Item talk:Q160573
Developing a Decision Making and Climate Adaptation Framework for National Wildlife Refuge System Managers in the Midwest
Climate change presents new and compounding challenges to natural resource management. With shifting climate patterns, managers are confronted with difficult decisions on how to minimize climate impacts to habitats, infrastructure, and wildlife populations. Further, managers lack the information needed to make proactive management decisions. To address this problem, this project will develop a decision and adaptation framework to support site‐level decision‐making that facilitates thoughtful integration of climate change information into formal management and planning processes. In collaboration with the U.S. Fish and Wildlife Service (USFWS) National Wildlife Refuge System (NWRS), the proposed framework will integrate refuge management objectives and available climate science to consider and assess a range of management alternatives. The approach will be piloted at three National Wildlife Refuges in the form of multiday workshops. The workshops will be designed to translate climate projections into refuge management impacts, identify adaptation strategies that range from resisting change to directing change, and evaluate these strategies for meeting the suite of refuge management objectives. As a result, the proposed project will provide an approach to help resource managers make informed decisions on how to best prepare for the future. The authors will develop an instructional workbook targeted for USFWS NWRS use and will present results to refuge managers, biologists, and leadership. While this project is focused on workflows for stations in the Midwest, results will be shared nationally as the ultimate goal is for the USFWS to adopt this approach and standardize a means of addressing climate change across the NWRS.

**Assigned task**
Please copy out the whole refuge climate adaptation project summary word for word, from its first line to its last.

**The data**
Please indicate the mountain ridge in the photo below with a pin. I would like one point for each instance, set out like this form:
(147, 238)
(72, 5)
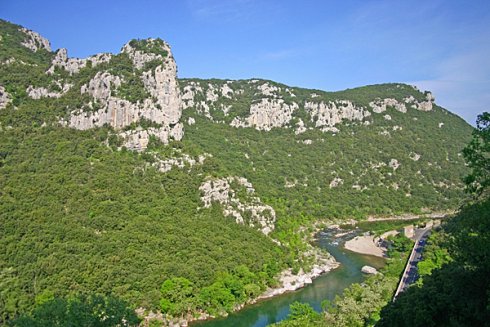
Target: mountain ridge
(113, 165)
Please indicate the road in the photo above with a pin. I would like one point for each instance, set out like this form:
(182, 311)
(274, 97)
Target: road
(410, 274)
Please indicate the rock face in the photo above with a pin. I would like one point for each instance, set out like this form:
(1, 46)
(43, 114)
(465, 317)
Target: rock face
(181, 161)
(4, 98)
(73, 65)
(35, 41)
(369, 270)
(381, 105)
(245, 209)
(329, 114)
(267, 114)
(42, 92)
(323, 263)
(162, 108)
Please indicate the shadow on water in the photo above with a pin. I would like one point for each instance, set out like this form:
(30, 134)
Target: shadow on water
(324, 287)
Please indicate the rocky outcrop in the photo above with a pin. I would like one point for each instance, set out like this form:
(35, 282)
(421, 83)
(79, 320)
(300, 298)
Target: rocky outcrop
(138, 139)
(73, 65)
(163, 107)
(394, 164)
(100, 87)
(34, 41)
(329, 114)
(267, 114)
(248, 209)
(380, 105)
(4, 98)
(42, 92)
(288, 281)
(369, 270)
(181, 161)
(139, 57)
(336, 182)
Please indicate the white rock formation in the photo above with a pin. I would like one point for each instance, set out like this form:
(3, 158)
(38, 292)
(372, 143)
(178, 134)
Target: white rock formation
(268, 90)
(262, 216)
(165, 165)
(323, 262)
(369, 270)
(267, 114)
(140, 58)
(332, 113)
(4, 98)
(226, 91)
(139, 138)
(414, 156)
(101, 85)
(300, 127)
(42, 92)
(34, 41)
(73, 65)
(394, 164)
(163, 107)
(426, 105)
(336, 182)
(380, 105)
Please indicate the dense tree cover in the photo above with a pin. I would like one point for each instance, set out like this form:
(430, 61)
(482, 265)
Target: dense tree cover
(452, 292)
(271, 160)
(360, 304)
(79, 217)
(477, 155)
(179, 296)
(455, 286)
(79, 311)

--

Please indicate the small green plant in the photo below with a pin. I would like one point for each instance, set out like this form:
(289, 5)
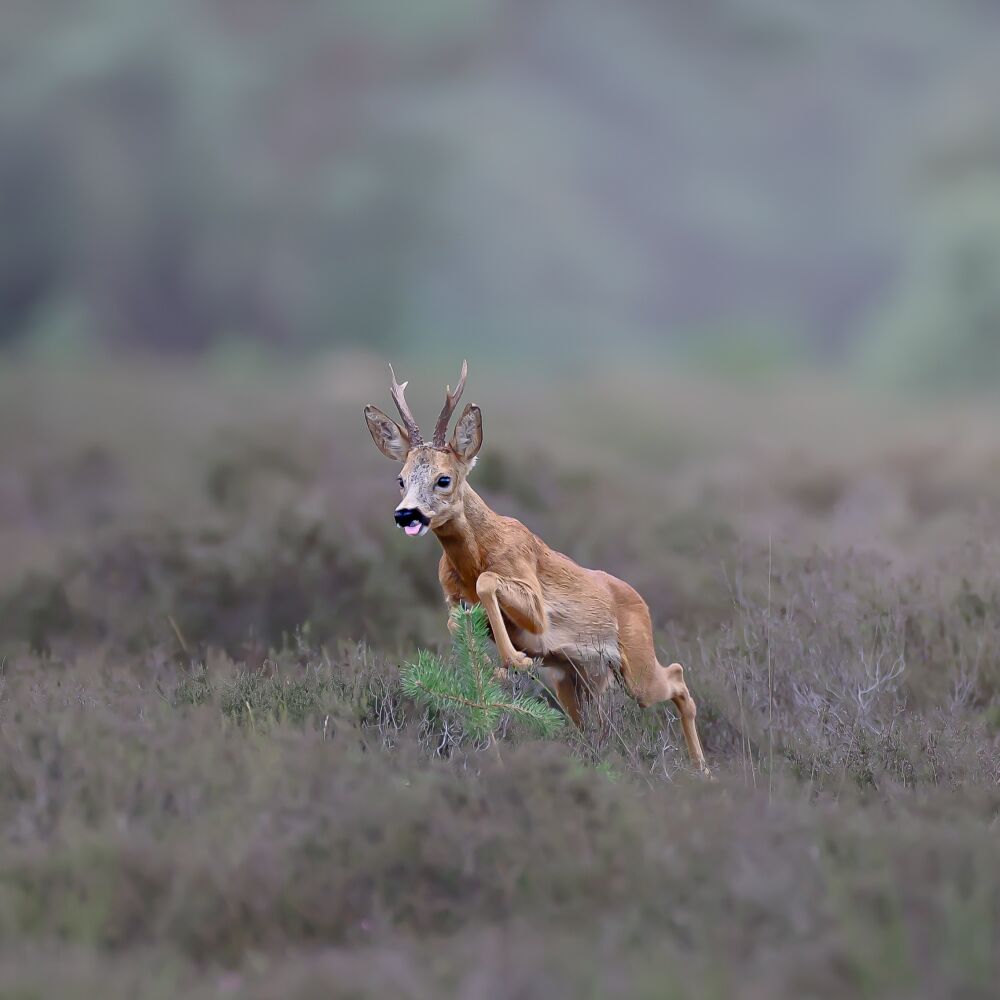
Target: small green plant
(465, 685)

**Solution to this exercise**
Item talk:Q160573
Developing a Decision Making and Climate Adaptation Framework for National Wildlife Refuge System Managers in the Midwest
Climate change presents new and compounding challenges to natural resource management. With shifting climate patterns, managers are confronted with difficult decisions on how to minimize climate impacts to habitats, infrastructure, and wildlife populations. Further, managers lack the information needed to make proactive management decisions. To address this problem, this project will develop a decision and adaptation framework to support site‐level decision‐making that facilitates thoughtful integration of climate change information into formal management and planning processes. In collaboration with the U.S. Fish and Wildlife Service (USFWS) National Wildlife Refuge System (NWRS), the proposed framework will integrate refuge management objectives and available climate science to consider and assess a range of management alternatives. The approach will be piloted at three National Wildlife Refuges in the form of multiday workshops. The workshops will be designed to translate climate projections into refuge management impacts, identify adaptation strategies that range from resisting change to directing change, and evaluate these strategies for meeting the suite of refuge management objectives. As a result, the proposed project will provide an approach to help resource managers make informed decisions on how to best prepare for the future. The authors will develop an instructional workbook targeted for USFWS NWRS use and will present results to refuge managers, biologists, and leadership. While this project is focused on workflows for stations in the Midwest, results will be shared nationally as the ultimate goal is for the USFWS to adopt this approach and standardize a means of addressing climate change across the NWRS.